SOURCE RECORDS:
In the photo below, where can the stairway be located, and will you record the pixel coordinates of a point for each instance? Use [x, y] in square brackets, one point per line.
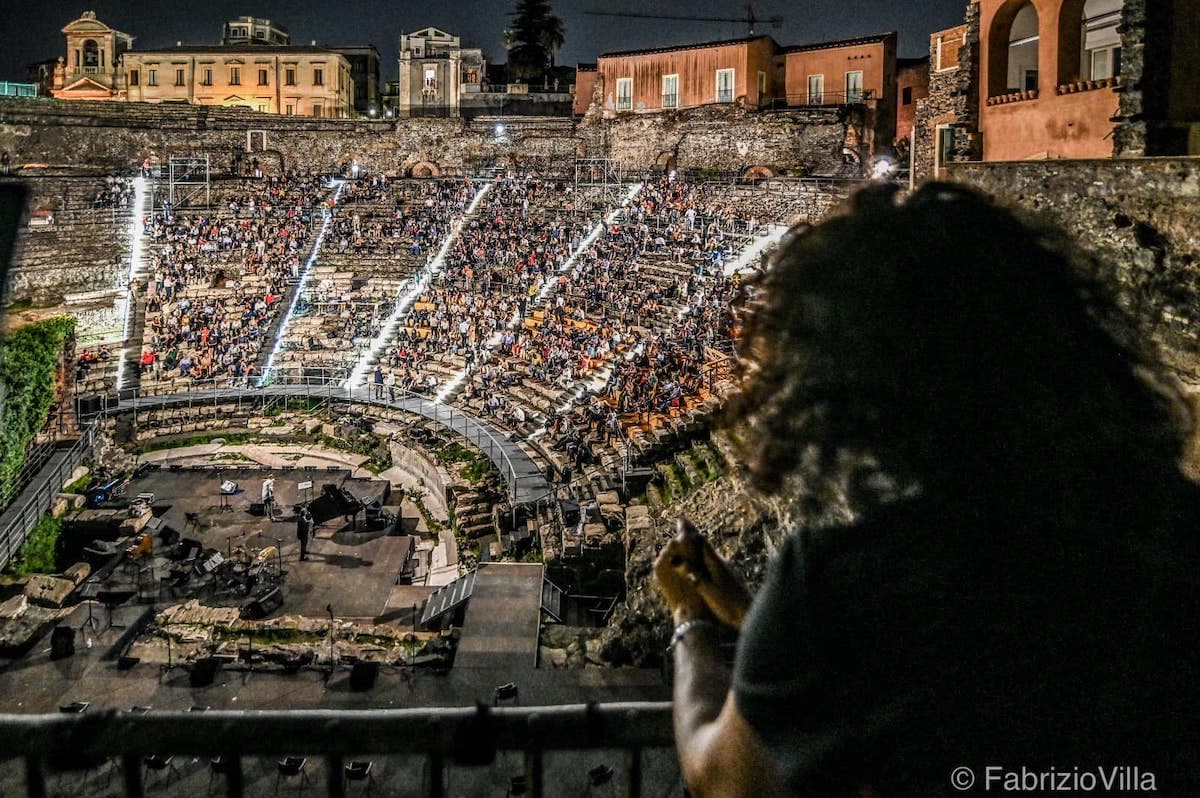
[553, 600]
[135, 334]
[447, 600]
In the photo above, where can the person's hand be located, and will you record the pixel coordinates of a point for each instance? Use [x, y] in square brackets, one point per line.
[696, 582]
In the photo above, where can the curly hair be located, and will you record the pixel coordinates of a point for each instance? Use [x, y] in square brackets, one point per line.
[960, 346]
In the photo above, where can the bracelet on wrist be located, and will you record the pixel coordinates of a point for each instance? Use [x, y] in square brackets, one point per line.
[687, 627]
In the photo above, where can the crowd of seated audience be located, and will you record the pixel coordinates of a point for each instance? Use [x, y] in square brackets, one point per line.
[117, 192]
[217, 280]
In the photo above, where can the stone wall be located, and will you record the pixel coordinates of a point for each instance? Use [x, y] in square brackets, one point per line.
[118, 136]
[1139, 215]
[953, 100]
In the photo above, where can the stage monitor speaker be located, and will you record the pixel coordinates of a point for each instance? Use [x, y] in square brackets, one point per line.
[61, 642]
[204, 671]
[263, 605]
[363, 676]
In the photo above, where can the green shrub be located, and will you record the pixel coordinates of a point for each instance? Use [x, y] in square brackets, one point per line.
[29, 360]
[37, 553]
[475, 471]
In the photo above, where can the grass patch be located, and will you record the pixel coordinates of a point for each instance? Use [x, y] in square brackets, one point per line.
[37, 553]
[79, 486]
[477, 471]
[197, 441]
[433, 525]
[455, 453]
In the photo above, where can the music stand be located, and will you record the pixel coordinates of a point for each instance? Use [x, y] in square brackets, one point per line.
[88, 592]
[227, 489]
[113, 598]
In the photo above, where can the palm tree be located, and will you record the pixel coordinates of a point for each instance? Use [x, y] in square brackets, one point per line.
[552, 37]
[509, 41]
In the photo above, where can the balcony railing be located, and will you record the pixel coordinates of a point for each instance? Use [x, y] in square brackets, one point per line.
[862, 96]
[89, 741]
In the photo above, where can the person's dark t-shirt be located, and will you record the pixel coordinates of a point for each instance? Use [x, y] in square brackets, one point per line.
[895, 651]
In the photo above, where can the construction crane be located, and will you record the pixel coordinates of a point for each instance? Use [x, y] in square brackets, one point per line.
[750, 19]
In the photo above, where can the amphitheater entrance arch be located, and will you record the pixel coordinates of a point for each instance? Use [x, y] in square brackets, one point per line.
[424, 169]
[757, 173]
[270, 161]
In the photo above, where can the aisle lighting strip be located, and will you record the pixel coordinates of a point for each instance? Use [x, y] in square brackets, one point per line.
[389, 328]
[137, 233]
[546, 289]
[304, 279]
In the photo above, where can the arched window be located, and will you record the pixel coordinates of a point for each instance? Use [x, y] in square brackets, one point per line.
[1023, 51]
[90, 53]
[1013, 40]
[1102, 43]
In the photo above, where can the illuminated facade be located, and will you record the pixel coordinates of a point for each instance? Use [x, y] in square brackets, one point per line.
[436, 72]
[292, 79]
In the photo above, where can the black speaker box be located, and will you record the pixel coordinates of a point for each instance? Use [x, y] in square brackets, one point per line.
[363, 676]
[61, 642]
[204, 671]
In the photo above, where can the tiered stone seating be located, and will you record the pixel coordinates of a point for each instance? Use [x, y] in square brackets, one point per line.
[220, 279]
[378, 244]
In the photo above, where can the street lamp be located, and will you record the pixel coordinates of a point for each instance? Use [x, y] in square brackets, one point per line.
[329, 609]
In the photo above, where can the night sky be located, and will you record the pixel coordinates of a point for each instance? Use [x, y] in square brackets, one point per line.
[31, 34]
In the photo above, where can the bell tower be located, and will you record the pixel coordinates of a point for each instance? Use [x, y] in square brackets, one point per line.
[91, 67]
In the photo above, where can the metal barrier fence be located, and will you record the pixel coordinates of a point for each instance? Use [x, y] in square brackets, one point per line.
[47, 743]
[19, 521]
[525, 481]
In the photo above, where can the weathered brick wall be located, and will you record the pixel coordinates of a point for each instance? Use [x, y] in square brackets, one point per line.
[1137, 214]
[802, 142]
[117, 136]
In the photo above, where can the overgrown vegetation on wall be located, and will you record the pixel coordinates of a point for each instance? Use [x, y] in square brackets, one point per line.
[37, 553]
[29, 360]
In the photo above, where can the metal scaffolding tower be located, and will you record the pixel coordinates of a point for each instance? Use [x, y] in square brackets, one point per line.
[599, 173]
[189, 180]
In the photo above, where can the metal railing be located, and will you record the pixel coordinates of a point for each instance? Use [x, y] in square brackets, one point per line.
[9, 89]
[36, 501]
[51, 744]
[817, 99]
[523, 480]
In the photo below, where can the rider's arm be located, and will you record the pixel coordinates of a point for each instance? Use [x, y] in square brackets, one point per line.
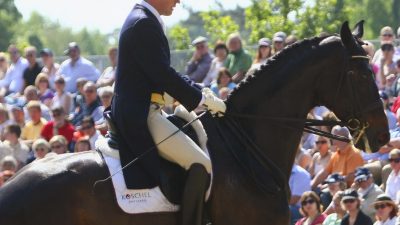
[147, 42]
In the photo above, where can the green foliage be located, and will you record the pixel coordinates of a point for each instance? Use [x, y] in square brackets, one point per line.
[324, 16]
[179, 37]
[9, 17]
[218, 27]
[266, 17]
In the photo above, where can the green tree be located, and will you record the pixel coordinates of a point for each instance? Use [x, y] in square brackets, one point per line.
[179, 37]
[218, 27]
[324, 16]
[9, 17]
[266, 17]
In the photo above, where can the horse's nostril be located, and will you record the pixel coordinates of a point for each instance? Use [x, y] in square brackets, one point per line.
[383, 138]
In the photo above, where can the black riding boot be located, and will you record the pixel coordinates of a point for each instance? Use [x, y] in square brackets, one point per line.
[194, 195]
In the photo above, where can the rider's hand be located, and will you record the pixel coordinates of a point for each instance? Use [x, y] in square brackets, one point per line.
[213, 103]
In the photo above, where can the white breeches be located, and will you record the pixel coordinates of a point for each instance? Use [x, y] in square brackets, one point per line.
[179, 149]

SHORT PROBLEM: Without including the pictures, return each record above exactly as it stands.

OUTPUT FOR THIS TASK:
In the photo below, where can the stairway be located, and will you record the pixel coordinates of a point for each instance? Use [x, y] in square brackets, one point per line.
[553, 600]
[135, 334]
[447, 600]
In the photo above, where can the person's hand be located, and will you record the pixel coordinates of a point for each instance? Use [x, y] in square brackets, one point per line.
[696, 582]
In the photo above, where can the curly hair be located, and will you record the pixel coordinates of a point for each instance? Use [x, y] in square brackets, one point per line.
[960, 346]
In the photo above, where can the bracelet on wrist be located, and will you record the pixel coordinates of a point for each instance? Use [x, y] in square brackets, one point per line.
[687, 627]
In the photo above, where can the crowd of seated audience be located, and will you record the pixel coordinates of a point for each instance? Use [x, y] in square brackets, one point per line.
[117, 192]
[217, 280]
In the photo above, where can the stone wall be located, and will you record the pixel coordinates of a point for each instance? Use [x, y] in square brackets, one point per line.
[118, 136]
[1139, 215]
[953, 100]
In the photo above, where can the stage monitor speaker be located, and will you record the pixel coordinates of a point for each instance? Use [x, y] in square brackets, one point per line.
[61, 642]
[204, 671]
[263, 605]
[363, 676]
In the photo above, where can the green shrub be located, and will you record the pixel coordinates of a point for each instance? Use [x, y] in square brackets, one point per line.
[29, 360]
[37, 553]
[475, 471]
In the photo above, where can the grass patch be located, and will you record the pixel coordinates of a point for each instance? Use [x, y] in square brackets, one point per line.
[37, 553]
[79, 486]
[477, 471]
[197, 441]
[433, 525]
[455, 453]
In the photo above, where can the music stand be located, and will you record the pixel coordinates of a point for each instance? Use [x, y] in square brackets, one point per line.
[88, 592]
[227, 489]
[113, 598]
In the photo above, where can the palm tree be located, and will you record the pixel coordinates of a point for each instance? Use [x, y] in square brackets, one point per line.
[552, 37]
[509, 41]
In the photo above, where can the balcony railing be located, and will you record the pixel coordinates of a point for each instance? Use [x, y] in square brackets, one point per line.
[862, 96]
[89, 741]
In the photo above, where can the person's dark t-shirt be located, and will you record the pixel coordinates of a point for each instance? Use [x, y] in square brackets, one point per line.
[895, 651]
In the photo above, where can the construction crane be located, and will you record the pixel coordinates of a point for each instance? Use [x, y] in square brackets, one point per line.
[750, 19]
In the photo above, where can the amphitheater entrance arch be located, and will you record the pixel coordinates of a point for each instance? Use [x, y] in square brackets, one point per line.
[424, 169]
[757, 173]
[270, 161]
In the photo above, where can the aisle lighting strip be located, and will you record the pixel coordinates of a point for each instance? Use [x, y] in square brackets, one point per line.
[389, 328]
[137, 233]
[546, 289]
[304, 279]
In the photo above, where can the arched window be located, and will you record the pixel coordinates of a point for each instance? Use [x, y] in square brackets, one point per line.
[1023, 51]
[90, 53]
[1013, 40]
[1102, 43]
In the photo above, where can the illuminated facade be located, and will you record the pixel coordinates of a point for each instance? Use [x, y] in square brackets, one point per line.
[436, 72]
[292, 79]
In the photo above, where can the black speaker box be located, and will you record the pixel coordinates of a point for each instance? Use [x, y] in square brackets, one point per line.
[363, 676]
[61, 642]
[204, 671]
In the photo above, where can the tiered stone seating be located, and will you record the pixel coordinates of a point for each instance? Use [x, y] in square brackets, one point per line.
[220, 279]
[378, 244]
In the photo above, where can the street lamp be located, and will you record the pixel coordinates of a point for each instance? Use [x, y] in square brackets, one point per line.
[329, 609]
In the photo above, where can the night sky be located, and will you record the pixel coordinates of a point for each instance? Use [x, y] in square brackets, one point per line.
[31, 34]
In the photo above, where can the bell tower be located, and will you record the pixel coordinates of a point for each instance? Use [x, y] in square brackets, one point per line.
[91, 67]
In the photo above, where can the metal barrier fence be located, and will you record the pixel coordinates of a point for each instance? Use [x, y] in square brackets, one point per line.
[47, 743]
[19, 521]
[525, 481]
In the photo above, where can the weathered brick wall be located, and will you record the pixel coordinates of a point for each instance? Use [x, y] in square brackets, one point per line.
[1137, 214]
[802, 142]
[117, 136]
In the photo above, where can the overgrown vegetation on wall be located, and will you record the pixel coordinates of a point for each instance? Use [x, y] in square brackets, one point per line.
[37, 553]
[29, 360]
In the photo above, where can the metal scaffolding tower be located, and will you record the pixel coordinates of a point for each instance? Use [x, y] in square brackets, one point per line.
[599, 173]
[189, 180]
In the photo above, where can the metal railing be located, and will you record the pixel coordinates of a point for each instance? Use [x, y] in square brackets, one point per line.
[9, 89]
[36, 501]
[51, 744]
[817, 99]
[523, 480]
In the photo below, where can the rider's arm be located, and will you record the pixel coordinates of a point for each instance? Use [x, y] in square brackets, one point per line.
[147, 42]
In the photo above, where can the green foliage be located, and will you record the pixel coordinates of a point for each instance? Use [x, y] in square brackets, one point per line.
[324, 16]
[179, 37]
[9, 17]
[218, 27]
[266, 17]
In the photo above, where can the green tree be located, and will you record the pixel coordinates of a point for each instance? Use [x, y] in square brackets, one point per line.
[179, 37]
[218, 27]
[324, 16]
[9, 17]
[266, 17]
In the photo above, where can the horse's nostril be located, and will you record the pixel coordinates of a point for each instance? Use [x, y] in square brackets, one point per line.
[383, 138]
In the photo above, where can the black riding boot be located, and will you record the pixel coordinates of a point for each instance? Use [x, y] in square brackets, one point per line.
[194, 195]
In the photo above, where can the rider's hand be located, and will you record the pixel coordinates of a point for each instance? Use [x, y] in square brackets, one point per line.
[213, 103]
In the photo above, where can the white breeches be located, and will you record the pixel coordinates of a point for each instance? Use [x, y] in square brackets, one point per line.
[179, 149]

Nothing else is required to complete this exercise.